__BRIEF 1__:
Summarize the abstract on choice of law loopholes in two sentences.
__BRIEF 2__:
Return, word for word, the rows from the line holding "as [[82, 390]]." through the line holding "[[258, 192]]", inclusive.

__PASSAGE TO READ__:

§ §

Conflict of Laws for the Age of Cybertorts: A Game-Theoretic Study of Corporate Profiteering from Choice of Law Loopholes and Interstate Torts

Abstract

This Article identifies a choice of law loophole that corporations can exploit to commit interstate torts against individuals without paying damages—by inducing victims to sue in a state where they are guaranteed to lose. The Second Restatement requires plaintiffs bringing interstate tort claims to allege which state has the most significant relationship to their injury, because most federal courts rely on plaintiffs’ allegations to choose a state law to resolve motions to dismiss. But when torts are committed over state lines (as in, over the internet), plaintiffs can be misinformed or misled as to where the tortious conduct really occurred, even if their knowledge of how they were harmed is otherwise correct. Therefore, if a plaintiff is induced to sue under a wrong state’s law, she would waste years litigating only to lose, even if her claims are meritorious. Her complaint would survive a motion to dismiss because her allegations are plausible, but would be dismissed at discovery, which would reveal that her injury originated in a state other than the one she alleged.

§ §

__GIVEN ENTRIES__:
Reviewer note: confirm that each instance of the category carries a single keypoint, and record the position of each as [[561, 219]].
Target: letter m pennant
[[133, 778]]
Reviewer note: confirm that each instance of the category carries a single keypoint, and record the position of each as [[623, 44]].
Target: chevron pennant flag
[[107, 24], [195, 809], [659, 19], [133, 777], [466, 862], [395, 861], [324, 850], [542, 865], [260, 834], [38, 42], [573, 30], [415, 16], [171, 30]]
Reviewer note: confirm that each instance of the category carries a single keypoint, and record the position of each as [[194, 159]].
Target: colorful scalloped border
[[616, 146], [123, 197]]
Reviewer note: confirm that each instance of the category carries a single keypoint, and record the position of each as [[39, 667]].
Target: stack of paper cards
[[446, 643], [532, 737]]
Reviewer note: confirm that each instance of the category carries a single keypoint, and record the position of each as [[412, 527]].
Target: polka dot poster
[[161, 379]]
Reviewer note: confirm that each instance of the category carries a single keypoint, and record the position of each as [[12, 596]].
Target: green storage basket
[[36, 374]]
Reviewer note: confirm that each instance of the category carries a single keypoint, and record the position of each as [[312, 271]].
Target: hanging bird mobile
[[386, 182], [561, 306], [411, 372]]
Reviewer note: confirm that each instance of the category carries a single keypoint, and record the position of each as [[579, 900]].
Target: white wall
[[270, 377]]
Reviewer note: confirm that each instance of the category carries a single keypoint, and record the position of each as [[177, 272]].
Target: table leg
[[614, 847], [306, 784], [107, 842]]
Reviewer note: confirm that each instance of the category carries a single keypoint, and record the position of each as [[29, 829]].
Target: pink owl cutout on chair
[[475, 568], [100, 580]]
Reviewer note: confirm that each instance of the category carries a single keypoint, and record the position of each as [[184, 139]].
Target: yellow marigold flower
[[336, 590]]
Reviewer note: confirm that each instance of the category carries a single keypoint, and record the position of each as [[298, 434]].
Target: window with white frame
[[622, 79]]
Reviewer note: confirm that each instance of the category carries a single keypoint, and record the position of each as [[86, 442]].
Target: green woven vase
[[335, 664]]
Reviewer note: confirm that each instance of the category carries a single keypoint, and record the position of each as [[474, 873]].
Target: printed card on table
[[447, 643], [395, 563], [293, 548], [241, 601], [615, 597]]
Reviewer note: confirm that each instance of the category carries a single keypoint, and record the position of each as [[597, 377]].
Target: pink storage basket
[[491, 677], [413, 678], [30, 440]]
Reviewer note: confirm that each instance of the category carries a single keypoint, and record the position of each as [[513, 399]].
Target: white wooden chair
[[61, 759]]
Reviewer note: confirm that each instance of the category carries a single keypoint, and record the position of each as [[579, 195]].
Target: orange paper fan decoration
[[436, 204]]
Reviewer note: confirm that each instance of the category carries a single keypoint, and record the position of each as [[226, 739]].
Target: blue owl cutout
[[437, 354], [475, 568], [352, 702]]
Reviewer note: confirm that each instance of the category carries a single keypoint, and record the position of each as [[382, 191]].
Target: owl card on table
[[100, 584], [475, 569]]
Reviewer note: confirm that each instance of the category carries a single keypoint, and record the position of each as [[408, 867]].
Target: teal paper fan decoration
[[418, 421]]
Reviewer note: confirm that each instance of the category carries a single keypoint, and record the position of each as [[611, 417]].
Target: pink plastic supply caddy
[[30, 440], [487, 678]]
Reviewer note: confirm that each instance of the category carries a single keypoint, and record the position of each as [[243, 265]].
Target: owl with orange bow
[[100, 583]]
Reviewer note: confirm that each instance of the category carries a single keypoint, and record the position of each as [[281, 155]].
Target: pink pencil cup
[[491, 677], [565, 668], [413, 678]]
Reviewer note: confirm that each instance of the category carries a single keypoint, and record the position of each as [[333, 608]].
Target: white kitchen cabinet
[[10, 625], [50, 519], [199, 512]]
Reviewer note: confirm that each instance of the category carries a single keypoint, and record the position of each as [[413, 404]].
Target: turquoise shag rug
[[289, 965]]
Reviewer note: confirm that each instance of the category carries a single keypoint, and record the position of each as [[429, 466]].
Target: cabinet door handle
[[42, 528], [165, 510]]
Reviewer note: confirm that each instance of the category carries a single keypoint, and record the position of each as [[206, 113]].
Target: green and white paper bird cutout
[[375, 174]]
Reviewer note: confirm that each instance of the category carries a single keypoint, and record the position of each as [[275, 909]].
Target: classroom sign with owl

§ §

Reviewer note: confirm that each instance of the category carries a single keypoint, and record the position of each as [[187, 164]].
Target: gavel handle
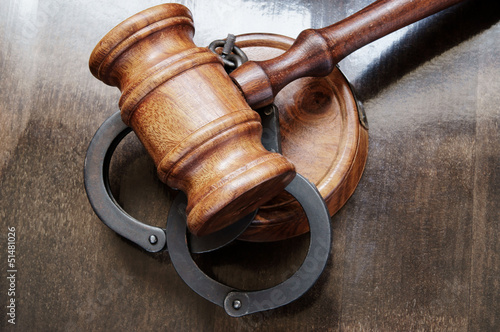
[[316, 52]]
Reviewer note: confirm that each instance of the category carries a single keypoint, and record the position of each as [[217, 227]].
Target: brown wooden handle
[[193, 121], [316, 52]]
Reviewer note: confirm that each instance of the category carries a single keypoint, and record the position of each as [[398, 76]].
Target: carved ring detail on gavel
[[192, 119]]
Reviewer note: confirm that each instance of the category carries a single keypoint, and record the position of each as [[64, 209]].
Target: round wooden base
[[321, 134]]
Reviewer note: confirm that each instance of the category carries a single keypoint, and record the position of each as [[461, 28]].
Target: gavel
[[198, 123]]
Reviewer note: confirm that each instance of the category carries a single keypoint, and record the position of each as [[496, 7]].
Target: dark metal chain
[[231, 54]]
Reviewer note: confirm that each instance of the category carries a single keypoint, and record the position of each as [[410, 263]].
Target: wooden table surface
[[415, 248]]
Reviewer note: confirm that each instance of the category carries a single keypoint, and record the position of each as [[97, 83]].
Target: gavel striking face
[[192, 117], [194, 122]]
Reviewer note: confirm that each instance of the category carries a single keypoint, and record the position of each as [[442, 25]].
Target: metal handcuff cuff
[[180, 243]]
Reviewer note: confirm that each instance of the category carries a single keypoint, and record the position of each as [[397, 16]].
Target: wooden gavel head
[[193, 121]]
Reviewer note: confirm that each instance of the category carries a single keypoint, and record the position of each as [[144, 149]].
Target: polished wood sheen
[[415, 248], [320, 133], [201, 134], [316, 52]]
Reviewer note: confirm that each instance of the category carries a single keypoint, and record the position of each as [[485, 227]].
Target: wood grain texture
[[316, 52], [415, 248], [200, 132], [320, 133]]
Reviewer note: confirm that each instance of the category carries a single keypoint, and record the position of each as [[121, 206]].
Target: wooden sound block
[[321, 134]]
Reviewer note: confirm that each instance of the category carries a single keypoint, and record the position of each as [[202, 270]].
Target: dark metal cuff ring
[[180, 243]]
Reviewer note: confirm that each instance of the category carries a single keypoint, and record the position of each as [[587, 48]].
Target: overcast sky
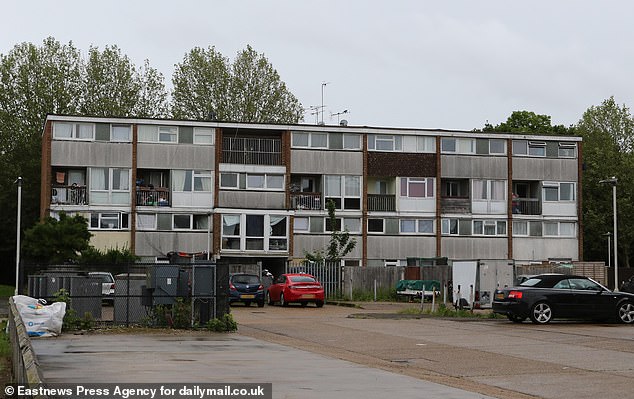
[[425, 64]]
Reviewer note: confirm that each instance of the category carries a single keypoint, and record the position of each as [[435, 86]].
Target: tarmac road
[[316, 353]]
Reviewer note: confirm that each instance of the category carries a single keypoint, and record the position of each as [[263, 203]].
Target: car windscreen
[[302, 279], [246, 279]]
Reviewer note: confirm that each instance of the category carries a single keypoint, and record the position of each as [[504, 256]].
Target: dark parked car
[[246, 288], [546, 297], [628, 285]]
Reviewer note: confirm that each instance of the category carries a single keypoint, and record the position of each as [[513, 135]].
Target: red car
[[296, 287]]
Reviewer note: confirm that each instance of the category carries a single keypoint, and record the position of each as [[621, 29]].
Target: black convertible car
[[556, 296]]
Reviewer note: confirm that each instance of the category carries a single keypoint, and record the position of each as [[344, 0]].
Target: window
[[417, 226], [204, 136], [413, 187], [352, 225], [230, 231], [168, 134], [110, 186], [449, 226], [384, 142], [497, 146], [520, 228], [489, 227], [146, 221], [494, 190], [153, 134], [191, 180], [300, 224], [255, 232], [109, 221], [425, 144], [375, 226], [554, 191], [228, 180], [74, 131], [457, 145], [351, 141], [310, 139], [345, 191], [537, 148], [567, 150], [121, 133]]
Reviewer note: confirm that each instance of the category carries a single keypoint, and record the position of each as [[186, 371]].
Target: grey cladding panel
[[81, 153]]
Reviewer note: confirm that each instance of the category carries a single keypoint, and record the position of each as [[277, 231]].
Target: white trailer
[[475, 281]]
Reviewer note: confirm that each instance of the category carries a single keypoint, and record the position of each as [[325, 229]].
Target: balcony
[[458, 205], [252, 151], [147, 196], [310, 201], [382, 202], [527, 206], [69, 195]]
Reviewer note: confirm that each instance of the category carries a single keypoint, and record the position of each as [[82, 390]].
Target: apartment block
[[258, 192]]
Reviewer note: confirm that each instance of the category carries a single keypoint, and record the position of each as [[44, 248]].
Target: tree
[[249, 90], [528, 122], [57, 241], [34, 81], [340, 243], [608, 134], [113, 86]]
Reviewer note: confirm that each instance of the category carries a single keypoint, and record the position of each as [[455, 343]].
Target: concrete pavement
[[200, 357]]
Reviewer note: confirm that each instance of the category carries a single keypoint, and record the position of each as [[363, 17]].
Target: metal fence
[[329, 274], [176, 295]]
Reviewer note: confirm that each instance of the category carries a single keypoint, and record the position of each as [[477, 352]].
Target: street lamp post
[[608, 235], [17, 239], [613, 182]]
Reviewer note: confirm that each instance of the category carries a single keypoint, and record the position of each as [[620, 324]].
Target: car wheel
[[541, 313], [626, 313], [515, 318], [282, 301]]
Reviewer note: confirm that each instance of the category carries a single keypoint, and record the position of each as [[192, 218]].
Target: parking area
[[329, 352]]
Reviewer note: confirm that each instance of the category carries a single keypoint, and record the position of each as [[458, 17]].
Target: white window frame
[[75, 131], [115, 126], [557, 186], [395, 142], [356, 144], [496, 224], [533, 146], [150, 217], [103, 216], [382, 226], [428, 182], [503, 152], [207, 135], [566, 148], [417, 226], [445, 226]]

§ §

__SOLUTION 1__:
The abstract identifies a choice of law loophole that lets corporations commit interstate torts against individuals without paying damages, by inducing victims to sue in a state where they are guaranteed to lose. Because most federal courts rely on plaintiffs' allegations about which state has the most significant relationship to the injury, a plaintiff misled about where conduct over the internet occurred could survive a motion to dismiss yet lose at discovery after years of litigation, even with meritorious claims.

__SOLUTION 2__:
Reviewer note: confirm that each instance of the category carries a single keypoint, and record the position of each as [[82, 390]].
Target: apartment block
[[258, 192]]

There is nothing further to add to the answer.